# RIP RC Indian Outlaw 4.6.04-6.25.12



## texasgal (Jul 25, 2008)

Welcome to the forum. I'm so sorry for your loss ...

Yeah, well, they'll deny it until it's THEIR horse, huh?

Again, sorry. Pumas are everywhere.. From California to Florida ...


----------



## Cacowgirl (Feb 19, 2011)

That is just terrible! so sorry for your loss. Welcome to the forum.


----------



## Britt (Apr 15, 2008)

So sorry for you loss! 

The wildlife pp actually let Mountain Lions loose out here where I live (very rural) in hopes that they would help control the coyote population. They haven't done anything to help control the coyote population but have attacked a neighbor's cow.


----------



## Sucker4Spots (Jun 22, 2012)

Yesterday, my friend went out to get her yealing colt out of the pasture and found that he has a 8 inch gash on his left shoulder and puncture wounds. My Outlaw gave his life to save that colt. I know this for a fact. It didn't matter what gender the horse was that got introduced into his herd, once accepted, Outlaw did his job and took care of everyone.
Outlaw gave his life for another, he's a hero in my eyes.
<3 RC Indian Outlaw <3 Always & Forever
_Posted via Mobile Device_


----------



## Sucker4Spots (Jun 22, 2012)

According to conservation, the attack on Outlaw was not charactoristic of a mountain lion, but that of either a bear, a wolf, or exotic big cat such as a tiger, lion, or panther. Apparently people in northern Missouri had exotic big cats and released them into the wild. The Wildlife Damage Control Specialist is going to document every scratch, nick, and bite on Outlaw and the colt to figure out exactly what caused Outlaws death.​ 
​


----------



## dressagebelle (May 13, 2009)

I'm sorry for your loss, so hard to deal with no matter how it comes about, but its always worse when its totally unexpected. I am glad that the authorities are going to try and figure out what really killed Outlaw, and hopefully end up finding the animals before they do any more damage. It's amazing when people try to say that horses don't have feelings, or that they don't get attached or whatever to other horses. Outlaw proves that they will protect their own, and that they do form attachments and have feelings for the humans and horses of their herd. So sorry Outlaw died, but glad that the little guy lived, and was protected by Outlaw.


----------



## HorseLovinLady (Jul 18, 2011)

How awful! I'm sorry for your loss. Welcome to the forum.


----------

__SUPPLIED DATA__
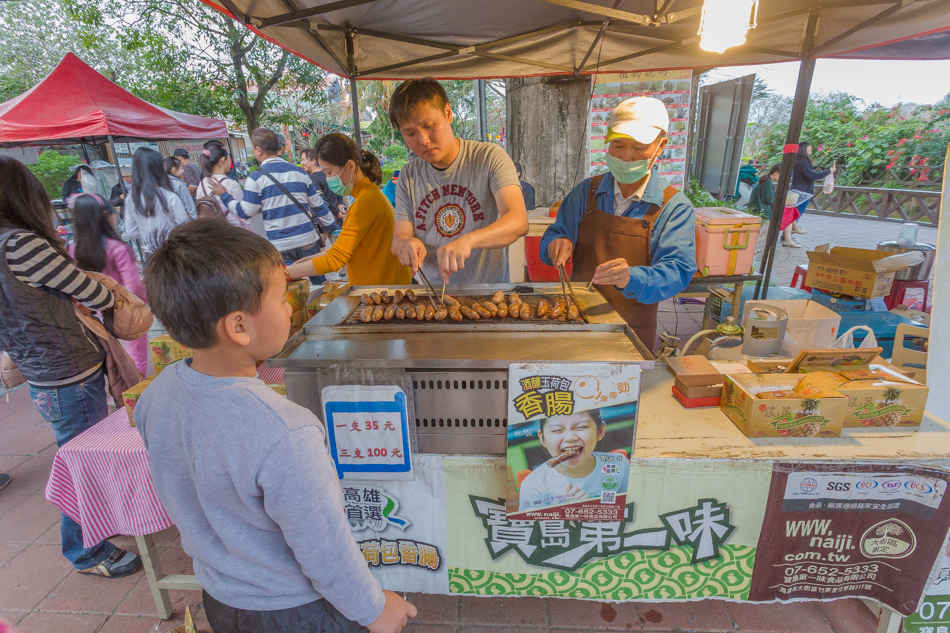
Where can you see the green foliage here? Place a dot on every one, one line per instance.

__WHAT IS EXPECTED__
Answer these about the forum thread on RC Indian Outlaw above:
(a) Why does the post by Britt say the wildlife people released mountain lions in that poster's area?
(b) How long was the gash found on the colt's left shoulder?
(c) According to conservation, what kind of animal was the attack on Outlaw characteristic of?

__EXPECTED ANSWER__
(a) They hoped the mountain lions would help control the coyote population.
(b) 8 inches.
(c) A bear, a wolf, or an exotic big cat such as a tiger, lion, or panther.